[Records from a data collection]
● ● ● ●
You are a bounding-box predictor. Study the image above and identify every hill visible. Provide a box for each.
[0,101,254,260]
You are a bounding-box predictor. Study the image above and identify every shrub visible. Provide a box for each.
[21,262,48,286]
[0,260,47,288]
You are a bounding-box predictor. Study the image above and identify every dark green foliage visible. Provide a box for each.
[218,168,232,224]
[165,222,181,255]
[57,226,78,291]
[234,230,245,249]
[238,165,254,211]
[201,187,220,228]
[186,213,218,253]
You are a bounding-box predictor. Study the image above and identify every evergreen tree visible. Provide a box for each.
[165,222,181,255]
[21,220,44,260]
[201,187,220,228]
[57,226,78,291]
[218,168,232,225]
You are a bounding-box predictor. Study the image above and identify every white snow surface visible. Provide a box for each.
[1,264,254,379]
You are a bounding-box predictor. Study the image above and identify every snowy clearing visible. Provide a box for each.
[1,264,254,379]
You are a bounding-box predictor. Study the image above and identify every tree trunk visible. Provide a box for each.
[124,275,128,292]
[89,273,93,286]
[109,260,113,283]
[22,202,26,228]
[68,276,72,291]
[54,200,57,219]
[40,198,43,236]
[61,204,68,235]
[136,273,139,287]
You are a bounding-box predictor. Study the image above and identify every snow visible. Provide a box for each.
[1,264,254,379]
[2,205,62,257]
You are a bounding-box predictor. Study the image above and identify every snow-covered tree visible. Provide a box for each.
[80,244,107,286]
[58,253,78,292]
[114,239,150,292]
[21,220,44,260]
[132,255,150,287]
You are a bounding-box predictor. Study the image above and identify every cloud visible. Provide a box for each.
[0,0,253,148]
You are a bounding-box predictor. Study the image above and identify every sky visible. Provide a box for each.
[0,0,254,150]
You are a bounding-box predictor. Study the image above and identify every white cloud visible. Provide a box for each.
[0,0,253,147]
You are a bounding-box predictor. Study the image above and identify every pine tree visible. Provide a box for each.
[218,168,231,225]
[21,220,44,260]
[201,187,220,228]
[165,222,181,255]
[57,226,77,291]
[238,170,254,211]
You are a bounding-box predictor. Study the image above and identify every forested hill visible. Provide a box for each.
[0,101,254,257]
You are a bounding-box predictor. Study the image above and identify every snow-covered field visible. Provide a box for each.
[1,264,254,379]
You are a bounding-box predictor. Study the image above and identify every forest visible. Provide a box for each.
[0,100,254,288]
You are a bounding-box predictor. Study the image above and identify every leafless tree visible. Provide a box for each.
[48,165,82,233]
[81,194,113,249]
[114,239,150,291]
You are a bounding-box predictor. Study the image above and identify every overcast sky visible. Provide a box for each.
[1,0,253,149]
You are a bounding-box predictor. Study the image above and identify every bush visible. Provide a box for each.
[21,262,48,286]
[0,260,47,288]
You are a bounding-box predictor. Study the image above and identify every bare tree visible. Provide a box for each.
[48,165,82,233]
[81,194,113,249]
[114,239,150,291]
● ● ● ●
## What the exercise asks
Your answer must contain every line of the records, exactly.

## Written reply
You are a bounding-box predictor. Study the image above and identify every hill visible. Provide a box for each.
[0,101,254,260]
You are a bounding-box predictor. Study the image above and identify every shrub visible. Provide a box for each.
[21,262,48,286]
[0,260,47,288]
You are a bounding-box predictor. Study the image above and identify every dark green foliage visible. Provide a box for each.
[218,168,232,224]
[165,222,181,255]
[57,226,78,291]
[234,230,245,249]
[238,165,254,211]
[201,187,220,228]
[186,213,218,253]
You are a bounding-box predictor. Study the image above and identify every evergreen tree visible. Provide a box for each.
[165,222,181,255]
[21,220,44,260]
[201,187,220,228]
[57,226,78,291]
[218,168,232,225]
You are a bounding-box predictor. Study the image above and identify every white snow surface visible. Provide a box for each.
[1,264,254,379]
You are a bounding-box predictor. Study the image above and identify every snowy clearing visible. Provide a box for each.
[1,264,254,379]
You are a bounding-box predictor. Study the image above and identify every tree trunk visible. Provide a box for each.
[124,275,128,292]
[89,273,93,286]
[109,260,113,283]
[22,202,26,228]
[68,276,72,291]
[54,200,57,219]
[40,198,43,236]
[61,204,68,235]
[136,273,139,287]
You are a bounding-box predictor. Study the image above and identify every snow visible. Provide a box for each.
[1,264,254,379]
[2,205,62,257]
You are a bounding-box predictor. Study the image above and identify every snow-covered tree visible. Provide a box for each.
[80,244,107,286]
[58,253,78,292]
[114,239,150,292]
[21,220,44,260]
[132,255,150,287]
You are a bounding-box predictor. Study the image above and identify every cloud visible. Provide a box for each.
[0,0,253,148]
You are a bounding-box predictor. Study the image above and identify every sky visible. Provide a box for each.
[0,0,254,150]
You are a bounding-box predictor. Study the image above and identify every white cloud visible. Provide a box for each.
[0,0,253,147]
You are a bounding-box predictor. Study the image above and identify every pine tree visible. Provide a box for each.
[218,168,231,225]
[21,220,44,260]
[201,187,220,228]
[165,222,181,255]
[57,226,77,291]
[238,170,254,211]
You are a bounding-box predictor. Study the image above and identify every forested hill visible. Provide a box for each.
[0,101,254,257]
You are a bounding-box predictor. Study the image above and identify every snow-covered field visible. Provide a box for each.
[1,264,254,379]
You are a bounding-box predictor. Study the image above and identify every forest visible. Provide a box for each.
[0,100,254,288]
You are a bounding-box predictor. Study the image above and identify every leafless tree visible. Provide a box for each.
[48,165,82,233]
[81,194,113,249]
[114,239,150,291]
You are a bounding-box predictor. Study the image above and identify every overcast sky visible. Provide a box for each.
[1,0,253,149]
You are a bounding-box predictor. Study the image above and identify every bush visible. Provide a box for each.
[21,262,48,286]
[0,260,47,288]
You are a bounding-box predictor. Study the image above and identify every bare tree visible. Provide a box for each.
[48,165,82,233]
[81,194,113,249]
[114,239,150,291]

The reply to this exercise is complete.